Output the following lines exactly as they appear, leaving the pictures out.

(Named object pointing lines)
>>>>>
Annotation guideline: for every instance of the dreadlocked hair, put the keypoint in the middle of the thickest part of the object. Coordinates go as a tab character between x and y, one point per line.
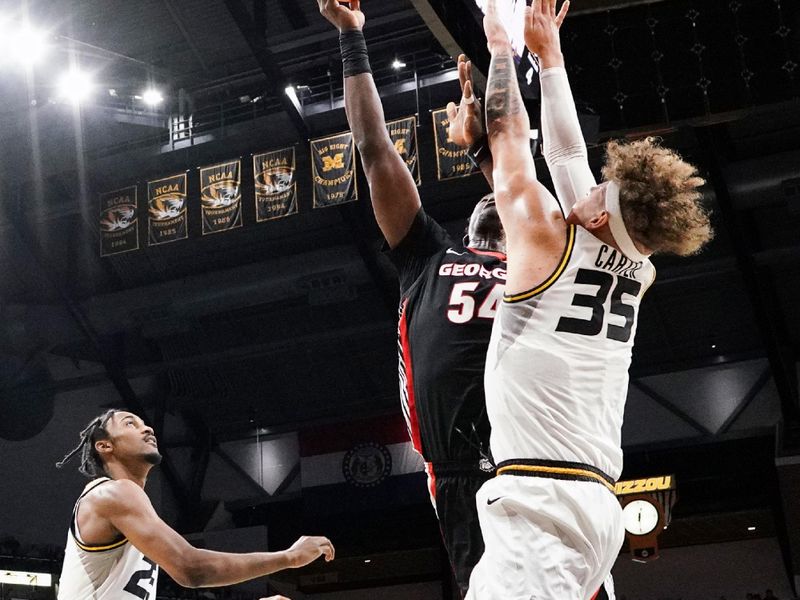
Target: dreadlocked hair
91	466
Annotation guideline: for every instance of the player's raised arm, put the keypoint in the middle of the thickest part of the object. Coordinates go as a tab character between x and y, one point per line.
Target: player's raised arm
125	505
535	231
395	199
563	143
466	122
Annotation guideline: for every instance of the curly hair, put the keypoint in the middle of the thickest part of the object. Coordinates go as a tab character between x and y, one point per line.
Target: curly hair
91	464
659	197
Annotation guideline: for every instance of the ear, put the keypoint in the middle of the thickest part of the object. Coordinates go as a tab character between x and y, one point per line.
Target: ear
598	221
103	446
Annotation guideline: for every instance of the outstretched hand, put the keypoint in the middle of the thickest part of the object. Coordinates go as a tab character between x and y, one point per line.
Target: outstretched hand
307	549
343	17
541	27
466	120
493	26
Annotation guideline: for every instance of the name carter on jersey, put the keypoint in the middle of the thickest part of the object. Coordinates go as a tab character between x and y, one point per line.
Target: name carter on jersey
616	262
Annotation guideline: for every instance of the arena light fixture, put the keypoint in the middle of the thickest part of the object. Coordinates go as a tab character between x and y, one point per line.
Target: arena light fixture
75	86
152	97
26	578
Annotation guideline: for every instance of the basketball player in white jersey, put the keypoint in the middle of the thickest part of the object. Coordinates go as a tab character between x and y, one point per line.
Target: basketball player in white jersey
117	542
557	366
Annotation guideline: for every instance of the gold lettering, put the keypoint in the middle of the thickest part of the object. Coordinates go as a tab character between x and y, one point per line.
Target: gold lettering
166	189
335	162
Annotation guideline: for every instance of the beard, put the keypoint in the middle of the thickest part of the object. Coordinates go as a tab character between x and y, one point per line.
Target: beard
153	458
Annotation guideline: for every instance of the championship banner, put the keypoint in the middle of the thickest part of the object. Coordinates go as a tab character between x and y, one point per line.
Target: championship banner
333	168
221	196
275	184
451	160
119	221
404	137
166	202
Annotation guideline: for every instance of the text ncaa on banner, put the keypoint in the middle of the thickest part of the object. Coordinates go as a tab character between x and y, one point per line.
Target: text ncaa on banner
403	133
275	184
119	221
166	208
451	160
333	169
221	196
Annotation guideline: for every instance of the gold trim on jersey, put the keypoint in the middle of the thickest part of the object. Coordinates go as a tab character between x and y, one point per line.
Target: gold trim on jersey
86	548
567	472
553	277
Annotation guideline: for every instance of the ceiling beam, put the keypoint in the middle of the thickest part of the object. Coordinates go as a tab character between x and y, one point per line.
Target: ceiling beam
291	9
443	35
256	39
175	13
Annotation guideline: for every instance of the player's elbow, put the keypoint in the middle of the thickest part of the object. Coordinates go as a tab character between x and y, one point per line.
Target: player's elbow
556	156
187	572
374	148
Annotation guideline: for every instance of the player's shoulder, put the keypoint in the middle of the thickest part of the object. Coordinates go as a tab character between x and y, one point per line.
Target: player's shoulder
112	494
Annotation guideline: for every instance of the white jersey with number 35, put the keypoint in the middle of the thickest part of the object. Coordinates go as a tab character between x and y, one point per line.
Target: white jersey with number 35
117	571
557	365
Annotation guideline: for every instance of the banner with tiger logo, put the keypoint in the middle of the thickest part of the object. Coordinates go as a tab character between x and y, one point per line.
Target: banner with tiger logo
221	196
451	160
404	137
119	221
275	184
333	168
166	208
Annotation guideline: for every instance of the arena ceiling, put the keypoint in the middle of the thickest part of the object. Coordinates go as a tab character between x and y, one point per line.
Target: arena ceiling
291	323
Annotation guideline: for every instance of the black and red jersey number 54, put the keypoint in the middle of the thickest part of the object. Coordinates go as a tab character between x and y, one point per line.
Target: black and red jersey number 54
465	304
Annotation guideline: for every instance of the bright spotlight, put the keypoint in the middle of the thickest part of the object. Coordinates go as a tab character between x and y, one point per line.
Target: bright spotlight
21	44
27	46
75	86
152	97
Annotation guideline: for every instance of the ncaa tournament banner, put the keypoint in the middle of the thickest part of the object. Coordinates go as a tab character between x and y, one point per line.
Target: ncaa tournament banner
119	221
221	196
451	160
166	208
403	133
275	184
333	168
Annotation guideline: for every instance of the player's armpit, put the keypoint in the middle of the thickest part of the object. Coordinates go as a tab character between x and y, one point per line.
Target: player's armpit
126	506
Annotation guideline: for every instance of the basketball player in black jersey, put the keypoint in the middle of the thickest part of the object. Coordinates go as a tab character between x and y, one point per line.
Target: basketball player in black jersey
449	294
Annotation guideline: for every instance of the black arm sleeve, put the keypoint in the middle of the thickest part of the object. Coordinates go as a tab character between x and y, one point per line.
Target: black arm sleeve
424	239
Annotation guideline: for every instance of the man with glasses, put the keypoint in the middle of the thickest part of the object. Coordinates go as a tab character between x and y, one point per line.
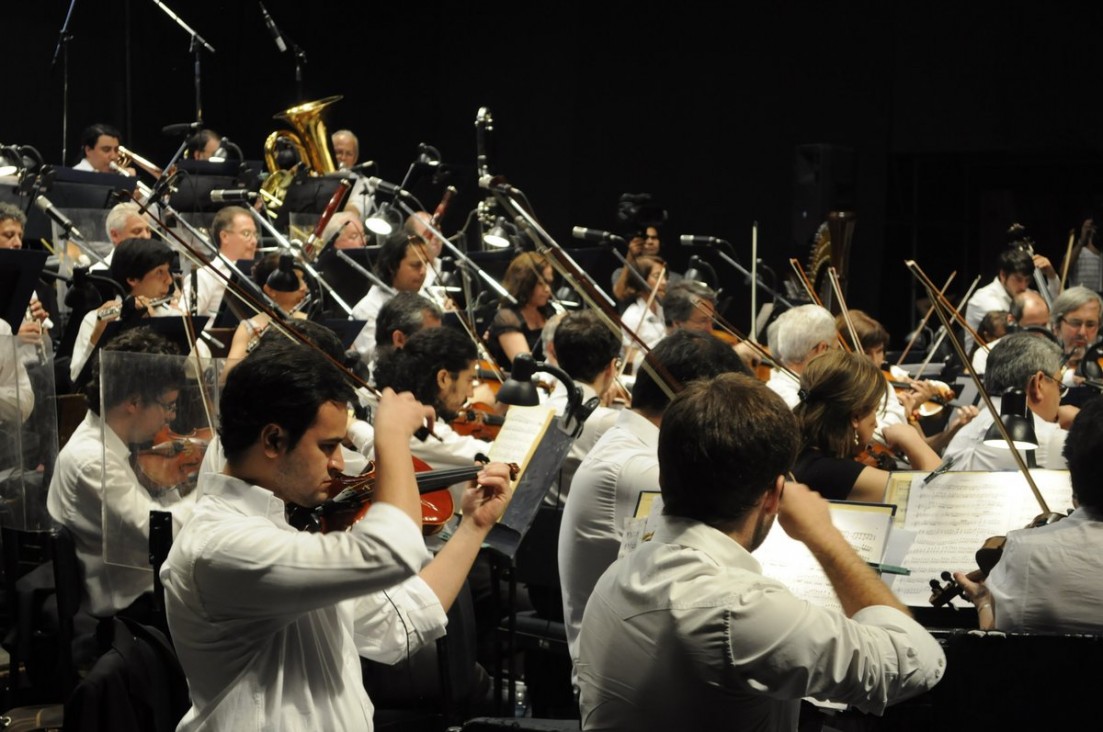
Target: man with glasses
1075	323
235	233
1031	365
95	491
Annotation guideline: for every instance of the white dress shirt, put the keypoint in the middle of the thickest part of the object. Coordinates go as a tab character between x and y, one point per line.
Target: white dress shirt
<<<<<
## Response to the exercise
Annotation guideline: for every instance of the dreadlocked hair, put the keypoint in the middle of the thickest part of the object. Coordinates go as a tab character between x and y, one point per line.
Target: dreadlocked hair
91	466
Annotation guideline: for every instance of the player's raised arm, put the keypoint in the middle of the thickest part of the object. Coordinates go as a tab character between x and y, one point per line.
Target: player's raised arm
125	505
535	231
395	199
563	143
466	122
Annotation guideline: for every instance of the curly hair, put the keypoint in the middle of the thickest part of the object. Coordinates go as a tab character between x and y, one point per line.
Target: curly hair
91	464
659	197
Annotation guideline: for every instance of the ear, put the keypoint in the middle of the thickest part of the object. Coordinates go as a tab character between x and y, one point per line.
Target: ear
598	221
103	446
Annotation guideline: for every instance of the outstretched hand, put the keypoint in the middle of the thickest part of the object. Coordinates go as a tab character between x and y, one point per line.
Target: outstretched hand
307	549
343	17
541	27
466	120
493	26
Annotation guideline: for every instance of the name carter on jersey, put the keypoint in the middle of the thickest part of the object. Coordinates go as a tab character between x and y, one point per line.
Target: name carter on jersey
616	262
Annotation guideline: for every instance of the arena light fixture, put the keypoint in the middle of the thickest part of the object. Coordinates go as a tab character between x and y, one point per line.
Target: arena light fixture
75	86
152	97
26	578
Annotation guideline: for every instance of the basketball player in white jersey, put the keypoint in the middle of the thickest part of the object. Coordinates go as a tab character between x and y, one point per line.
Target: basketball player in white jersey
117	542
557	366
Annotation guideline: for every instance of the gold lettering, put the keypoint in the middle of the thickest part of the object. Coordinates go as a tab character between x and y, one point per line.
Target: gold lettering
166	189
335	162
Annotation guideline: for every instance of the beard, put the keypoint in the middle of the thickest part of the object. Coordinates go as a tab character between x and y, one point per line.
Target: beard
153	458
Annotation guideline: for every instance of the championship banner, put the keypoint in the middle of the thickest part of the object. Coordinates go as a tab character between x and y, one point per line.
Target: championship banner
333	168
221	196
275	184
451	160
119	221
404	137
166	202
Annotation guideline: for every instance of the text ncaa on banner, put the keypoint in the middle of the thickest part of the object. Coordinates go as a tab character between x and y, one point per line.
Target: text ncaa on banner
403	133
275	184
119	221
166	208
451	160
333	169
221	196
Annotation guideline: for every instance of the gold trim on jersey, put the keypoint in the middle of the thickest part of the object. Coordinates go as a tab character between x and y, one point per line.
Target: gold trim on jersey
86	548
567	472
553	277
Annotation guideline: for every instance of the ceiling beam, put the keypoint in the middle of the thickest part of the object. Coordinates go as a tab character between x and y, one point per line.
Target: ceiling beam
291	9
443	35
256	39
175	13
Annotation guideline: for every instance of the player's elbow, put the keypoint in the middle of the thickest part of the object. Coordinates go as a tab character between x and y, one point per line.
Target: player's elbow
556	156
187	572
374	148
Annotation guideline: for every instance of the player's shoulder, put the keypoint in the middle of the thickest part of the object. Coordinates go as a tab character between x and y, one point per line.
Target: player's shoulder
112	494
Annotation guideline: for every instance of the white jersey with number 35, put the keypoint in the middle of the thickest part of the object. Coordinates go as a tab character between x and y, one point per line.
Target: white jersey with number 35
117	571
557	365
Annotation guideline: for every instance of the banner with tiger logo, put the keypoint in the middle of the thickest part of the object. Coordinates go as a tab character between x and y, one point per line.
Target: banner with tiger logo
221	196
451	160
404	137
119	221
275	184
333	168
166	208
Annotation guideline: for every instance of the arena ceiling, put the keypoint in the middle of the thickest part of the object. Coordinates go as a tab character between x and y, one point per line.
Target: arena ceiling
291	323
Annotation guideline: for every instance of the black and red jersey number 54, put the keypoint in the middle of the thickest part of the object. Coordinates go as a tab character between x and y, one point per line.
Target: black and red jersey number 54
465	304
Annotation guideline: for every instance of the bright spotlight, put the keypoint in the middle of the thickest part of the object. Coordinates go as a tab character between x and y, one point per line.
Target: bright spotlight
21	44
27	46
75	86
152	97
Annotation guideline: for every instance of the ncaa tournament banner, put the keypoint in the middle of the thickest part of the object. Coordinates go as a tab character between x and y, one point per line.
Target: ncaa tournament banner
119	221
221	196
451	160
166	208
403	133
275	184
333	168
Annotation guideline: for every instance of the player's armpit, put the keypoint in the middle of the thickest part of the object. Coordinates go as a tab character between x and y, one point per line.
Target: player's armpit
126	506
Annotation guideline: for every instance of the basketball player in black jersey, put the keypoint in the middle of the thickest part of the object. Coordinates go as a tab character between x and y, one point per line.
Target: basketball player in black jersey
449	294
Annotation guideline: for every instance of the black arm sleeve, put the keypoint in the middle of the thickest part of the object. Coordinates go as a tab character between x and y, one point per line.
Target: black arm sleeve
424	239
Annotation guideline: for every instance of the man with glasses, put the keypoint in the middle of the thickest part of the object. Coordinates go as a tab character between x and y, one point per line.
Target: man with glasses
1075	323
235	233
1031	365
95	491
Annotation guideline: for every instance of the white dress shirt, put the keypoint in the middle of the thickest part of the object. Coordinates go as a tab character between x and y, one point per line.
Target: white dress shirt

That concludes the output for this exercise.